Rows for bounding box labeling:
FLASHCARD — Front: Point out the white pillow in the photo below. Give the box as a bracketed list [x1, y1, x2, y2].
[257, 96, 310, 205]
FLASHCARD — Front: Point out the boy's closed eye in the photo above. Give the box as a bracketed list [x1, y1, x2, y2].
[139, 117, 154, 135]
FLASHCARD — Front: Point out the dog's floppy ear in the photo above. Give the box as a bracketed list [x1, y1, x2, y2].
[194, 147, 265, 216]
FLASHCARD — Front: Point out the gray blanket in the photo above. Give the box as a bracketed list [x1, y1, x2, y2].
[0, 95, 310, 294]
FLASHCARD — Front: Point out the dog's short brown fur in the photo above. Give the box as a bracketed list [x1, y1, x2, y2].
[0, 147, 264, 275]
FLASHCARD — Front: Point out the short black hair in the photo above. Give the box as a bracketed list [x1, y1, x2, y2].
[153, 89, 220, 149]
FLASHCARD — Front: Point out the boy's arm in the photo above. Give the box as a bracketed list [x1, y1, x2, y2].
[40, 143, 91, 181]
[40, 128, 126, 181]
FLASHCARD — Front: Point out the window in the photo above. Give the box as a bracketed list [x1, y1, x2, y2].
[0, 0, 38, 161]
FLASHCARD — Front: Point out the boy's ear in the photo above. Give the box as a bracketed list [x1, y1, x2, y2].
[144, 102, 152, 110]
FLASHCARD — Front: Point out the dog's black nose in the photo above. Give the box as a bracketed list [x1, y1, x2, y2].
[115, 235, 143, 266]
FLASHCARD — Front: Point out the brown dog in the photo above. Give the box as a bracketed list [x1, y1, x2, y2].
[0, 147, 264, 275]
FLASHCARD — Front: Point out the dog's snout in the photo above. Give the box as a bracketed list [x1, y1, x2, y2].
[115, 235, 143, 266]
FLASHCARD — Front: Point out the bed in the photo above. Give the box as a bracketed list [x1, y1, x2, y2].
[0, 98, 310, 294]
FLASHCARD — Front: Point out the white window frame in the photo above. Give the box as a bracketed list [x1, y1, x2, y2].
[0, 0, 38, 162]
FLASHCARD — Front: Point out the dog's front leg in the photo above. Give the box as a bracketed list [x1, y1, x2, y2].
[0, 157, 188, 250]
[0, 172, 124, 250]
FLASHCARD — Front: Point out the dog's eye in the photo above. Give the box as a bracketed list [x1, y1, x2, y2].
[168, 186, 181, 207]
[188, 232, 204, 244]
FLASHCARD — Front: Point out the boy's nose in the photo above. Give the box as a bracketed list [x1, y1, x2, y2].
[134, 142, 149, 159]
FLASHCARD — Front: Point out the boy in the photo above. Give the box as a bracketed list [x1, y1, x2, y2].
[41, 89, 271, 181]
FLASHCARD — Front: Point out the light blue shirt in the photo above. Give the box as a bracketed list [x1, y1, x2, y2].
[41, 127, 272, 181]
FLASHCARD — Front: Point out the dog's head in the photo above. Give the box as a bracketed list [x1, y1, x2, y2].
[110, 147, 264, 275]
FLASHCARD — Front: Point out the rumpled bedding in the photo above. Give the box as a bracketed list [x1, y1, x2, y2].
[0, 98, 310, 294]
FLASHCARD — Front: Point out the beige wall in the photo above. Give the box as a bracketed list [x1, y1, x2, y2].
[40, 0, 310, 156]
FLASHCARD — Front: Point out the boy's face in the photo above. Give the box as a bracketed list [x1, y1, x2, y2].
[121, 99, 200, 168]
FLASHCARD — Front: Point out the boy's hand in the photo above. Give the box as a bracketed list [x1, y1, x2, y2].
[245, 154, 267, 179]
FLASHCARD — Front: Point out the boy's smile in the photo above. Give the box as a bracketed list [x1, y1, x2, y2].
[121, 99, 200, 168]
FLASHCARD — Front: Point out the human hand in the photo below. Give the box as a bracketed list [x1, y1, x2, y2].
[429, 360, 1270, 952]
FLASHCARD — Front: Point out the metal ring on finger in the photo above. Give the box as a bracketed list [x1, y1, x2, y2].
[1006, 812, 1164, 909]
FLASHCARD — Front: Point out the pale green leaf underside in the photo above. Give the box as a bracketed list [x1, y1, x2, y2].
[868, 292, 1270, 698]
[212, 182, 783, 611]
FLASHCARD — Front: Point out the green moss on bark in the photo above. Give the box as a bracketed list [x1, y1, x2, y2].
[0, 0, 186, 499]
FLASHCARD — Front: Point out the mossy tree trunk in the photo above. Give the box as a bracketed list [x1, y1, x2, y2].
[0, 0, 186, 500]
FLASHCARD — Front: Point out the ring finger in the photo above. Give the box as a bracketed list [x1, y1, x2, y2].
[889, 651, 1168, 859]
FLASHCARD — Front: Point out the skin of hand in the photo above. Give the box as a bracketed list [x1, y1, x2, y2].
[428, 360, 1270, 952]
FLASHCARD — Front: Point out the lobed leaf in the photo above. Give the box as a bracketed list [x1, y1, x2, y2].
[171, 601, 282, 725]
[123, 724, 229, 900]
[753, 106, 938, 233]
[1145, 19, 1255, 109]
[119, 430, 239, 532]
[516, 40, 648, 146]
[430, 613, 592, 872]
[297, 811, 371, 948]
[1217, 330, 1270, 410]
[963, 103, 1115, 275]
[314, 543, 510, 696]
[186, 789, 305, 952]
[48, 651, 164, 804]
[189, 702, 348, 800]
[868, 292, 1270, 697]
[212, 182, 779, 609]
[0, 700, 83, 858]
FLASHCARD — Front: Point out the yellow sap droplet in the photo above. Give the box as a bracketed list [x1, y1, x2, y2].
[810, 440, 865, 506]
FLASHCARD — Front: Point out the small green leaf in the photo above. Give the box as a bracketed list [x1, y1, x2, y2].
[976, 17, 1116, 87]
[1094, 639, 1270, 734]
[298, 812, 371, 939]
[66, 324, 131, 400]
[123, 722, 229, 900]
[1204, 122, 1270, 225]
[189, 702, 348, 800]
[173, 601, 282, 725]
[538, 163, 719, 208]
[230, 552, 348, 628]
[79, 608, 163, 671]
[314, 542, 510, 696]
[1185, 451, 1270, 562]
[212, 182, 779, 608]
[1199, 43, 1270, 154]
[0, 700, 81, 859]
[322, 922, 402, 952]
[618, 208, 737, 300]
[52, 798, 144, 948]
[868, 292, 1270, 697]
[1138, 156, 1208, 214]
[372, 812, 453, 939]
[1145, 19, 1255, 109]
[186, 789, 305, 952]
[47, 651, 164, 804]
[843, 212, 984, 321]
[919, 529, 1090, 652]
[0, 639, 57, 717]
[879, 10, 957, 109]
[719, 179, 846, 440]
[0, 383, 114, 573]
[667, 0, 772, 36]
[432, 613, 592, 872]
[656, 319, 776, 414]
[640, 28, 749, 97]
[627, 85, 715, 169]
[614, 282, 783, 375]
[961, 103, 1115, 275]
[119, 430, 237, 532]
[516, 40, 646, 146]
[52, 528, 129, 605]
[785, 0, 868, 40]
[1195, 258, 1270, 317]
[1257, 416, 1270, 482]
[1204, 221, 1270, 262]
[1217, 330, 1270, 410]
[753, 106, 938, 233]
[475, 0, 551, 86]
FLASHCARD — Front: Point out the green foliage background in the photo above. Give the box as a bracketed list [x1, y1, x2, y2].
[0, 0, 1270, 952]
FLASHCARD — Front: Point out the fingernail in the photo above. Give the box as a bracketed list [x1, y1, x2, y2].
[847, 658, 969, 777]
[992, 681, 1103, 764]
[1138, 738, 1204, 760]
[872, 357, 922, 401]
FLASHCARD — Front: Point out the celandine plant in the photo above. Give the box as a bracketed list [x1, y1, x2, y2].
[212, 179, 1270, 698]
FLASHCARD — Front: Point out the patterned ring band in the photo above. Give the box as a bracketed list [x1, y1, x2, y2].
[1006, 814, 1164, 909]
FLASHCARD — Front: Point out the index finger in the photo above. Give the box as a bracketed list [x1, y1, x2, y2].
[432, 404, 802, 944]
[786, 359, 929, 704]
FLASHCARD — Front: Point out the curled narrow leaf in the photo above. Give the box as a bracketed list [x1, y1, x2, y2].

**Problem to solve:** Starting with the line that contains "FLASHCARD — Front: Point out the metal" and ending with the line that contains "[0, 0, 186, 500]", reproduce those lines with "pale green" swapped for "light green" and nothing else changed.

**Solved exercise:**
FLASHCARD — Front: Point out the metal ring on finger in the photo above. Give the box as a bracketed list [x1, y1, x2, y2].
[1006, 812, 1164, 909]
FLASHCARD — Front: Point out the light green leaf underside in the photo above. Give the box as a bracketed list [x1, y1, x2, y2].
[868, 292, 1270, 698]
[212, 182, 783, 611]
FLASHCARD — Front: Point out the green moss on bark in the photo above. Give the box as a bracketed list [x1, y1, x2, y2].
[0, 0, 186, 499]
FLASHCARD — Front: Point out the mossy tree trunk in the photo above. Give the box as a bracketed list [x1, y1, x2, y2].
[0, 0, 186, 500]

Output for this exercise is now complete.